(Natural-language object grounding data)

* * * * *

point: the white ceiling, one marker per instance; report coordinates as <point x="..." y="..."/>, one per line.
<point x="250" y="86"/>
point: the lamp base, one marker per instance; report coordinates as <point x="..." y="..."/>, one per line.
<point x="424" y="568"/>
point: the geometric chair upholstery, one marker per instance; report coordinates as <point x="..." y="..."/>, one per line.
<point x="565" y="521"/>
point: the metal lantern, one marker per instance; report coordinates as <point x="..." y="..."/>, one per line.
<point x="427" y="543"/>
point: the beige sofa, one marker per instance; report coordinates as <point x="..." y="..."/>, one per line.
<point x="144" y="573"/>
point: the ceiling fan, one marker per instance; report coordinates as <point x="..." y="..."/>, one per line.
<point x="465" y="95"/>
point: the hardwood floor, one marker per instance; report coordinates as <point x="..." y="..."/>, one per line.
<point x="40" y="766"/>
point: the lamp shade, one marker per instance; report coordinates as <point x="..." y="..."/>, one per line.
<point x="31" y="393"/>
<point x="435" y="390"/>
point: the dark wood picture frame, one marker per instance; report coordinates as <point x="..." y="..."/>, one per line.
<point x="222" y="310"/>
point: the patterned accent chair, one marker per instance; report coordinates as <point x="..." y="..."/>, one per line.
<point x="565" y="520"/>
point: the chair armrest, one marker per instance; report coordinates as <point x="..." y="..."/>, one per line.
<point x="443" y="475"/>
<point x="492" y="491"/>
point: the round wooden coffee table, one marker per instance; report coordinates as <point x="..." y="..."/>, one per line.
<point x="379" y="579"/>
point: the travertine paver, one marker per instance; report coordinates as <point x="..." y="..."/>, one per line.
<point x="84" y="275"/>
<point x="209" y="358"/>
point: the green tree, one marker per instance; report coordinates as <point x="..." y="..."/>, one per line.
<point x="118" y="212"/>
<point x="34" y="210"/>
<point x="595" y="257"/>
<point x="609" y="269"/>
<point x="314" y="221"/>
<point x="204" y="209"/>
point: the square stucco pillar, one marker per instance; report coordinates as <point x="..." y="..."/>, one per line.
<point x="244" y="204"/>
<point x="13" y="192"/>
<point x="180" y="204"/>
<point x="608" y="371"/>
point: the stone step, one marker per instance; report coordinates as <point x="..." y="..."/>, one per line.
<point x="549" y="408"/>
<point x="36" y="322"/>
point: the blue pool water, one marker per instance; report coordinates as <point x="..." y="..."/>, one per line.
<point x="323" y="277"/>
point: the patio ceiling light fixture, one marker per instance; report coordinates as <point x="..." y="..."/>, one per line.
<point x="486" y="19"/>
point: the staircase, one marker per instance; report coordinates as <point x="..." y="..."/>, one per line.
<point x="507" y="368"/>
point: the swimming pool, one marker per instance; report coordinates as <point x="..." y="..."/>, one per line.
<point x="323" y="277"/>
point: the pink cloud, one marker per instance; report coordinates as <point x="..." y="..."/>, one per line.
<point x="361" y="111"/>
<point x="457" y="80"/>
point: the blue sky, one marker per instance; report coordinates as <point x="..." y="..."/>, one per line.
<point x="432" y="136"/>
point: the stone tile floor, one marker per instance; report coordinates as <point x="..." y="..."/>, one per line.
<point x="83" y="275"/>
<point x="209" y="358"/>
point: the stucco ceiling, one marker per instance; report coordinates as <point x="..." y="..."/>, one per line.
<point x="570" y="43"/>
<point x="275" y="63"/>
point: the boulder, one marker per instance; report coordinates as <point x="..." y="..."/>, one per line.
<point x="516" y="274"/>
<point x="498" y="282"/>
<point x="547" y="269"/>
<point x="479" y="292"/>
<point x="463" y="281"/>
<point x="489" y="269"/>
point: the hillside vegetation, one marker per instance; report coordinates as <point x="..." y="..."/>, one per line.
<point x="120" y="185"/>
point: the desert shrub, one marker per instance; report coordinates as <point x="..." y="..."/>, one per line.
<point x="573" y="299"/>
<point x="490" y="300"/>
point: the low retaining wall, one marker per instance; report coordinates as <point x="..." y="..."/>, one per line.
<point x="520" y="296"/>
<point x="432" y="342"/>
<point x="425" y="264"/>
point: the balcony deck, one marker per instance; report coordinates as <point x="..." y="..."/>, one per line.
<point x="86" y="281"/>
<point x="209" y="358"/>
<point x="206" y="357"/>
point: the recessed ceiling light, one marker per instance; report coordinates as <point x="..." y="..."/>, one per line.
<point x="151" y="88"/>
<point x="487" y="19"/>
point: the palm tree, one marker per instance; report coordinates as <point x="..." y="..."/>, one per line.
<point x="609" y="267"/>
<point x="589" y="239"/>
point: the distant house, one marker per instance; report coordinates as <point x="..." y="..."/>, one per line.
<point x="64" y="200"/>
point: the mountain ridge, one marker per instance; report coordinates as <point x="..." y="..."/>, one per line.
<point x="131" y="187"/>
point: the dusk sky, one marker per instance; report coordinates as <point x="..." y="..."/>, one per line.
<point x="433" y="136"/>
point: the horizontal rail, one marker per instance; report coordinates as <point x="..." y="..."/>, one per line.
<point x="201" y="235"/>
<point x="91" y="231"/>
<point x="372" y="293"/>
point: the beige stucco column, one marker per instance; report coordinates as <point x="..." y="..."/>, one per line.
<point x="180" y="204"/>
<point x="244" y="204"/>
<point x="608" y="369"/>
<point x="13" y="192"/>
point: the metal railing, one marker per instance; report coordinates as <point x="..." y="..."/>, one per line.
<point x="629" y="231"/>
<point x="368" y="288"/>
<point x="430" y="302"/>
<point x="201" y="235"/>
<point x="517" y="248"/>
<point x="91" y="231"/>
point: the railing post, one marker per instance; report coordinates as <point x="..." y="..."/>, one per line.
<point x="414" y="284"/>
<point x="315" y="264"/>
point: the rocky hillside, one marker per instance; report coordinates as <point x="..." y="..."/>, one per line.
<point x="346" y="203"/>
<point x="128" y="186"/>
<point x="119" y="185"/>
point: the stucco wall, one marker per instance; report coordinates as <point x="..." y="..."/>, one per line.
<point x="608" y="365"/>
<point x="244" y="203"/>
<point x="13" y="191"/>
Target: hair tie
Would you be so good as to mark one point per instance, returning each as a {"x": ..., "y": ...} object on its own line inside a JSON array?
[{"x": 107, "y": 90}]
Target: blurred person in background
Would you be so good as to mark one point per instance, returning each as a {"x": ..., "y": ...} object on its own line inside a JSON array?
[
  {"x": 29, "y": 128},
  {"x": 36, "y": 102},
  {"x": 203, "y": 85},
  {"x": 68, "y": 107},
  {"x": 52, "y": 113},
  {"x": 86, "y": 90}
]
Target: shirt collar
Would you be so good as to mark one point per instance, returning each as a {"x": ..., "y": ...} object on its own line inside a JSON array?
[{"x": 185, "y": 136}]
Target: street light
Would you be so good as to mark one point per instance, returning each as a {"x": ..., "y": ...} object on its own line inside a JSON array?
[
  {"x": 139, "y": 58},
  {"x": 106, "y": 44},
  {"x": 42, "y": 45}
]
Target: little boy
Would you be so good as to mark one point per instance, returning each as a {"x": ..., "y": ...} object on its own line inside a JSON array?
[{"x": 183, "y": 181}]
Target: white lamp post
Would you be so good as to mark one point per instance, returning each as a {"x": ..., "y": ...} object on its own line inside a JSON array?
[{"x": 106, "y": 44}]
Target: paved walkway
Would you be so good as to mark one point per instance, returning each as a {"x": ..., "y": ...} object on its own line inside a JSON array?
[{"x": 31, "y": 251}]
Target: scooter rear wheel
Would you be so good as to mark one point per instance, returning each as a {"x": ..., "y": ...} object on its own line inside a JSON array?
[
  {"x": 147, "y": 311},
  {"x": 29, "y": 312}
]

* * * * *

Task instructions —
Restate the records word for word, keeping every line.

Task result —
point: the white ceiling, one marker per instance; report coordinates as <point x="..." y="..."/>, one per line.
<point x="250" y="86"/>
point: the lamp base, one marker per instance; report coordinates as <point x="..." y="..."/>, one per line.
<point x="424" y="568"/>
point: the geometric chair upholstery, one marker per instance; report coordinates as <point x="..." y="..."/>, one per line.
<point x="565" y="521"/>
point: the metal lantern, one marker per instance; report coordinates as <point x="..." y="..."/>, one per line.
<point x="427" y="543"/>
point: the beige sofa, one marker per instance; report coordinates as <point x="..." y="..."/>, one per line.
<point x="144" y="573"/>
point: the ceiling fan, one marker per instance; report coordinates as <point x="..." y="..."/>, one per line.
<point x="465" y="95"/>
point: the hardwood floor, one marker per instance; report coordinates as <point x="..." y="..."/>, one per line.
<point x="40" y="766"/>
point: the lamp shade, one marker per instance; report coordinates as <point x="..." y="..."/>, one per line.
<point x="31" y="393"/>
<point x="435" y="390"/>
point: the dark wood picture frame, one marker per instance; report coordinates as <point x="..." y="..."/>, one per line.
<point x="222" y="310"/>
point: the patterned accent chair, one marker per instance; report coordinates as <point x="..." y="..."/>, one per line.
<point x="565" y="520"/>
point: the chair armrest, one marker per instance; report coordinates as <point x="..." y="..."/>, one per line.
<point x="443" y="475"/>
<point x="492" y="491"/>
point: the round wooden coffee table, one marker per instance; report coordinates as <point x="..." y="..."/>, one per line.
<point x="379" y="579"/>
point: the travertine paver, one marker per instance; report coordinates as <point x="..." y="..."/>, one per line.
<point x="84" y="275"/>
<point x="209" y="358"/>
point: the green tree, one marker per instance; report coordinates as <point x="..." y="..."/>, one per line.
<point x="118" y="212"/>
<point x="34" y="210"/>
<point x="595" y="257"/>
<point x="609" y="269"/>
<point x="314" y="221"/>
<point x="204" y="209"/>
point: the square stucco pillar, one marker per instance; report coordinates as <point x="..." y="..."/>, one per line.
<point x="244" y="204"/>
<point x="13" y="192"/>
<point x="180" y="204"/>
<point x="608" y="371"/>
point: the stone step, one marker per instance; report coordinates as <point x="..." y="..."/>, one per line.
<point x="549" y="408"/>
<point x="36" y="322"/>
point: the blue pool water, one marker per instance; report coordinates as <point x="..." y="..."/>, one per line.
<point x="323" y="277"/>
point: the patio ceiling light fixture, one marker per instance; report coordinates as <point x="..." y="..."/>, one per line.
<point x="486" y="19"/>
point: the staircase, one marker per instance; report coordinates as <point x="..." y="..."/>, one per line.
<point x="507" y="368"/>
point: the swimming pool, one marker per instance; report coordinates as <point x="..." y="..."/>, one per line.
<point x="323" y="277"/>
point: the pink cloud, one marker per instance; report coordinates as <point x="..." y="..."/>, one per line.
<point x="361" y="111"/>
<point x="457" y="80"/>
point: the blue sky, one marker per instance; report coordinates as <point x="..." y="..."/>, one per line.
<point x="432" y="136"/>
point: the stone tile floor, one marker per instance; report coordinates as <point x="..." y="..."/>, one per line.
<point x="83" y="275"/>
<point x="209" y="358"/>
point: the stucco ceiling, one marker per instance; report coordinates as <point x="..." y="..."/>, one per line.
<point x="570" y="43"/>
<point x="275" y="63"/>
point: the boulder, one marker per instance; report coordinates as <point x="..." y="..."/>, one per line.
<point x="516" y="274"/>
<point x="498" y="282"/>
<point x="547" y="269"/>
<point x="479" y="292"/>
<point x="463" y="281"/>
<point x="489" y="269"/>
point: the hillside vegetation, one marker per instance; report coordinates as <point x="..." y="..."/>, one per line.
<point x="120" y="185"/>
point: the desert shrub, one marker per instance; report coordinates as <point x="..." y="..."/>, one per line.
<point x="573" y="299"/>
<point x="490" y="300"/>
point: the low retaining wall, one marker per instance; report coordinates as <point x="..." y="..."/>, one per line.
<point x="520" y="296"/>
<point x="432" y="342"/>
<point x="425" y="264"/>
point: the balcony deck, one marker per instance; report coordinates as <point x="..." y="..."/>, one per line.
<point x="86" y="281"/>
<point x="209" y="358"/>
<point x="206" y="357"/>
point: the recessed ceiling light, one marker per instance; report coordinates as <point x="..." y="..."/>, one per line.
<point x="151" y="88"/>
<point x="487" y="19"/>
point: the palm tree, one marker per instance; report coordinates as <point x="..." y="..."/>, one per line.
<point x="609" y="267"/>
<point x="589" y="239"/>
point: the distant house, one marker per instance; report coordinates as <point x="..." y="..."/>, one per line.
<point x="64" y="200"/>
point: the mountain ridge, one marker per instance; report coordinates as <point x="..." y="..."/>, one per line.
<point x="131" y="187"/>
point: the dusk sky, one marker per instance; report coordinates as <point x="..." y="..."/>, one per line.
<point x="433" y="136"/>
point: the horizontal rail, one marker per instance; report coordinates as <point x="..." y="..."/>, one per line.
<point x="201" y="235"/>
<point x="91" y="231"/>
<point x="372" y="293"/>
point: the beige stucco column, one marker per instance; report coordinates as <point x="..." y="..."/>, one per line.
<point x="180" y="204"/>
<point x="244" y="204"/>
<point x="608" y="369"/>
<point x="13" y="192"/>
point: the metal railing, one marker per instance; report coordinates as <point x="..." y="..."/>, one per line.
<point x="629" y="231"/>
<point x="368" y="288"/>
<point x="430" y="302"/>
<point x="201" y="235"/>
<point x="517" y="248"/>
<point x="91" y="231"/>
point: the railing post, one marker per instance; report coordinates as <point x="..." y="..."/>, one per line.
<point x="414" y="284"/>
<point x="315" y="264"/>
point: the rocky hillside, one marker per instance; report coordinates as <point x="..." y="..."/>, one per line.
<point x="346" y="203"/>
<point x="128" y="186"/>
<point x="119" y="185"/>
point: the stucco wall, one marker per instance; report coordinates as <point x="..." y="..."/>, one per line.
<point x="608" y="365"/>
<point x="244" y="203"/>
<point x="13" y="191"/>
Target: hair tie
Would you be so good as to mark one point per instance, returning each as a {"x": ..., "y": ...} object on its own line inside a JSON array?
[{"x": 107, "y": 90}]
Target: blurred person in background
Would you be so good as to mark one point per instance, returning each as a {"x": ..., "y": ...} object on its own line inside a JSON array?
[
  {"x": 29, "y": 128},
  {"x": 36, "y": 102},
  {"x": 203, "y": 85},
  {"x": 68, "y": 107},
  {"x": 52, "y": 113},
  {"x": 86, "y": 90}
]
Target: shirt collar
Would you be so good as to mark one point per instance, returning each as a {"x": ..., "y": ...} object on its own line inside a JSON array?
[{"x": 185, "y": 136}]
Target: street light
Would you be so good as to mark one point per instance, returning each as a {"x": ..., "y": ...} object on its own line inside a JSON array?
[
  {"x": 139, "y": 58},
  {"x": 106, "y": 44},
  {"x": 42, "y": 45}
]
Target: little boy
Would you be so good as to mark one point per instance, returning each as a {"x": ..., "y": ...} object on its own line inside a JSON array?
[{"x": 183, "y": 181}]
Target: white lamp post
Would you be so good as to mark one point per instance, returning each as a {"x": ..., "y": ...} object on its own line inside a JSON array?
[{"x": 106, "y": 44}]
Target: paved walkway
Would you be so good as to mark one point per instance, returning each as a {"x": ..., "y": ...} object on its own line inside a JSON array?
[{"x": 31, "y": 251}]
Target: scooter rear wheel
Would you be so good as to mark one point per instance, returning each as a {"x": ..., "y": ...} object on its own line inside a JSON array?
[
  {"x": 147, "y": 311},
  {"x": 29, "y": 312}
]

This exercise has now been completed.